* _REQUEST A_: Reproduce the passage from the political and media oddities text below, from "Biggest beneficiaries of" to "one prominent cigar.".

────────────────────────────────────────

Most ethically challenged journalist. Stephen Glass, a writer for the
New Republic, was fired for making up just about everything he wrote
over a
period of three years. Glass also contributed his undeclared fiction to
a
variety of other publications, often going to great lengths to deceive
fact
checkers with forged notes, fake press releases, even a bogus Web site.
(One notable fabrication recounted a visit to the ``First Church of
George
Herbert Walker Bush Christ,'' whose members were said to believe that
the
former president is the reincarnated Jesus.) Glass is said to be
pursuing a
career as a lawyer, which may say something about the legal profession.
Biggest beneficiaries of product placement in the Starr report. The
Gap, Revlon, Banana Republic, Hershey's Kisses, the curiously strong
mint
Altoids and one prominent cigar.
Then again, perhaps she could have served Congress well. Jacquelyn
Ledgerwood advanced as far as a runoff for the Democratic nomination
for
the U.S. Senate in Oklahoma despite being deceased. Although she died of
a
heart attack six weeks before the primary -- too late to be struck from
the
ballot, the 69-year-old homemaker still won more than 20 percent of the
vote. That was enough to qualify her for a runoff against air
conditioner
repairman Don Carroll, who bested her in the end.
Most graceful in the media spotlight. Former White House Press
Secretary Mike McCurry deftly deflected scandal questions by stating
that
he was ``double- parked in a no-comment zone,'' by invoking the exploits
of
Stonewall Jackson when asked if he was stonewalling, and by offering
such
quips as: ``I'll refer you to my transcript yesterday, which referred to
my
transcript the day before.''
Most surreal impeachment-related scene. In an apparent salute to
America's commander in chief, Iraq launched two separate bursts of
anti-aircraft fire over Baghdad immediately after the House approved
two
articles of impeachment.

────────────────────────────────────────

* _REQUEST B_: Rewrite all the entries below in full, including their requests, with each point coordinate in the answers multiplied by 0.35 and rounded to the nearest whole number, halves rounding up.

* _DATA FOR THE TASK_:

────────────────────────────────────────

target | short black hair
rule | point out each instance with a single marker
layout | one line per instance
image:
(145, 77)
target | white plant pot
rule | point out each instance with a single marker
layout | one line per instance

────────────────────────────────────────

* _EXERCISE ANSWER A_:
Biggest beneficiaries of product placement in the Starr report. The
Gap, Revlon, Banana Republic, Hershey's Kisses, the curiously strong
mint
Altoids and one prominent cigar.

* _EXERCISE ANSWER B_:
target | short black hair
rule | point out each instance with a single marker
layout | one line per instance
image:
(51, 27)
target | white plant pot
rule | point out each instance with a single marker
layout | one line per instance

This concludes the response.